● Work to be completed
Search the entries below for the word "clicks" and copy every line where it appears.

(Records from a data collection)
━━━━━━━━
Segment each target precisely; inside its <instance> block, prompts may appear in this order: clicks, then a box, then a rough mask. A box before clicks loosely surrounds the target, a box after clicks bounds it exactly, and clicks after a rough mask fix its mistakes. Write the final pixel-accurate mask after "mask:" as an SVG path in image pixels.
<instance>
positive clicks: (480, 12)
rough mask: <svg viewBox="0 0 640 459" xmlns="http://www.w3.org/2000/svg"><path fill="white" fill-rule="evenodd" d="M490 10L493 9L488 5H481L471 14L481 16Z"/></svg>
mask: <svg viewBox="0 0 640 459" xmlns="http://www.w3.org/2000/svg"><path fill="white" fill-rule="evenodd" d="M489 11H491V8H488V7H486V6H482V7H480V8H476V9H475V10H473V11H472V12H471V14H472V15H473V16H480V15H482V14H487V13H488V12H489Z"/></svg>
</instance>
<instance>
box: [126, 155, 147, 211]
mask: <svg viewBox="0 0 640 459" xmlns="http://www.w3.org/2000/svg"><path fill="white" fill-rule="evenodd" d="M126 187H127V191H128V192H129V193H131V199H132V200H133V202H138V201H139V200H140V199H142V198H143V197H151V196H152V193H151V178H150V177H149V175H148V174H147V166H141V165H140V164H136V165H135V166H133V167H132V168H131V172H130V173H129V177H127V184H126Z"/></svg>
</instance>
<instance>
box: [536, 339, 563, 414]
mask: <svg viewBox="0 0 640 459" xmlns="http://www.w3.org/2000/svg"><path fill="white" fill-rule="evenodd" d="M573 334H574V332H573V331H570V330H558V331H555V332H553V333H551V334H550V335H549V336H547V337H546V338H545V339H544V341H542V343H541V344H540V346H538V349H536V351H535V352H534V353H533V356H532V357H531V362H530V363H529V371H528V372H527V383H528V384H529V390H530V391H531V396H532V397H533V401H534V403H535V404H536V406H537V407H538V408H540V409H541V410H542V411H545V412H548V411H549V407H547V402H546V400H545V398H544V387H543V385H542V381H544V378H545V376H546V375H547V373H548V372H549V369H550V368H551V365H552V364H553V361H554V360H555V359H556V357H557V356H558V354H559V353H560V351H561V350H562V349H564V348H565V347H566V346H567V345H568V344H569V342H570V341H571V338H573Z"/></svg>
━━━━━━━━
● Answer to the exercise
Segment each target precisely; inside its <instance> block, prompts may appear in this order: clicks, then a box, then a rough mask. A box before clicks loosely surrounds the target, a box after clicks bounds it exactly, and clicks after a rough mask fix its mistakes. Write the final pixel-accurate mask after "mask:" as an SVG path in image pixels.
positive clicks: (480, 12)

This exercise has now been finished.